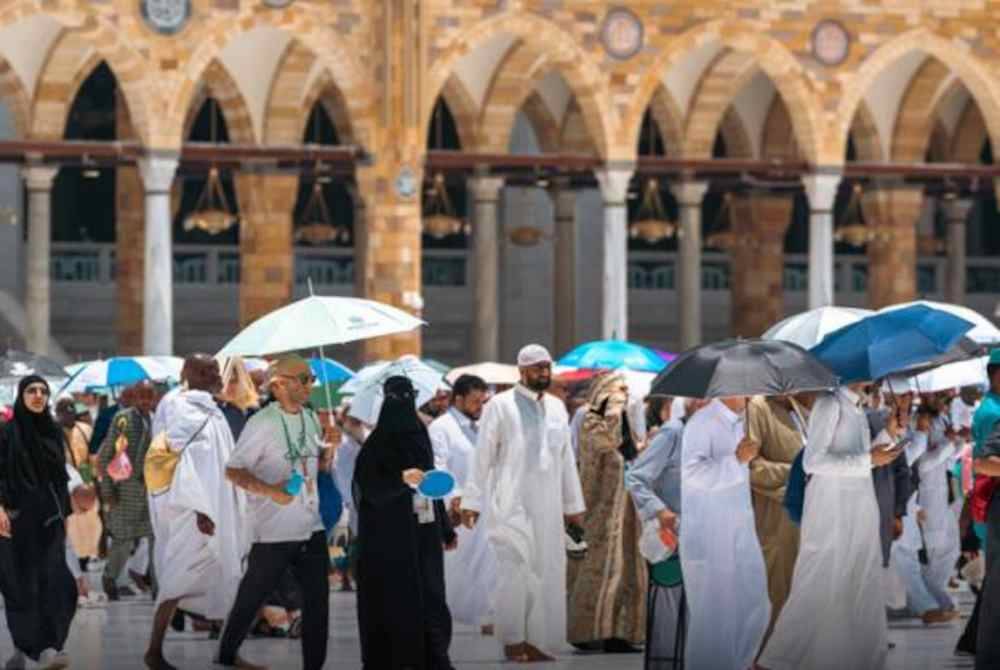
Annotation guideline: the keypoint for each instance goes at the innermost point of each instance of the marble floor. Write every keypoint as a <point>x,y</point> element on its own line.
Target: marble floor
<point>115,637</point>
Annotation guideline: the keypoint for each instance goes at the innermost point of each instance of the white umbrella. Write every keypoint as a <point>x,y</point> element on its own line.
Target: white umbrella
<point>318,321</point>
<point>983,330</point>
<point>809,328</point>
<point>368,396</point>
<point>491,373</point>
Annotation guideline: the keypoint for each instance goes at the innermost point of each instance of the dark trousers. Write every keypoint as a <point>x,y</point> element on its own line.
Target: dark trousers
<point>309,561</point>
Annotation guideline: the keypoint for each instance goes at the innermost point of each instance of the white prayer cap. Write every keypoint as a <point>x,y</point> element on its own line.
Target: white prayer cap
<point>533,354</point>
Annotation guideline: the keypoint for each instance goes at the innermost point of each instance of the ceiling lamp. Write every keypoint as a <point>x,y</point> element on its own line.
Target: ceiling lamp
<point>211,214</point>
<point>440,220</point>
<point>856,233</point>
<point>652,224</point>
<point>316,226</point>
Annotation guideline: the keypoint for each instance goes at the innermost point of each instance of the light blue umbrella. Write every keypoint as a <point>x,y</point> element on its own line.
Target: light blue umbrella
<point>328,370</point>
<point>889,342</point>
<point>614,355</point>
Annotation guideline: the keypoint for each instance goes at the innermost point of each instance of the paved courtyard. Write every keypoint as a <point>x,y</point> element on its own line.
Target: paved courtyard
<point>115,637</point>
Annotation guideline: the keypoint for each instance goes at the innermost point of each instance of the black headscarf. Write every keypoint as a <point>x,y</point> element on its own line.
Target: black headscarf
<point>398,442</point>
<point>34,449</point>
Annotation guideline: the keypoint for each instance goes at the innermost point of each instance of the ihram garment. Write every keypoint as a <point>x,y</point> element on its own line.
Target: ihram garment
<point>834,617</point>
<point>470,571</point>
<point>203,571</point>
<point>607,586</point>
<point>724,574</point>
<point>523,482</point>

====================

Work to do
Arrange everything from the start of the records down to and including the line that contains "<point>316,226</point>" as a Markdown table with two columns, No. and Text, with one numbered row per line. Skip blank lines and leave the pictures out.

Exercise solution
| No. | Text |
|---|---|
| 1 | Annotation guideline: the keypoint for each instance goes at the innermost point of each instance of the marble floor. Write every keypoint as a <point>x,y</point> element on its own line. |
| 2 | Target: marble floor |
| 3 | <point>115,637</point> |
| 4 | Annotation guideline: the keypoint for each instance goes at the innermost point of each instance of the white umbrella. Write every keypoint as a <point>x,y</point> element on its own line. |
| 5 | Target: white umbrella |
| 6 | <point>318,321</point> |
| 7 | <point>983,330</point> |
| 8 | <point>809,328</point> |
| 9 | <point>368,396</point> |
| 10 | <point>491,373</point> |
| 11 | Annotation guideline: the keypoint for each instance goes at the innermost point of each instance of the dark trousers. Write every keypoint as a <point>x,y</point> element on its own line. |
| 12 | Target: dark trousers |
| 13 | <point>309,561</point> |
| 14 | Annotation guideline: the keypoint for each instance goes at the innermost point of each instance of the white prayer cap. Write every keypoint as a <point>x,y</point> element on its own line. |
| 15 | Target: white prayer cap |
| 16 | <point>533,354</point> |
| 17 | Annotation guideline: the keypoint for each instance goes at the innermost point of each instance of the ceiling lamp. Write every keypoint as a <point>x,y</point> element on its own line. |
| 18 | Target: ceiling lamp |
| 19 | <point>211,214</point> |
| 20 | <point>440,220</point> |
| 21 | <point>856,233</point> |
| 22 | <point>652,224</point> |
| 23 | <point>316,226</point> |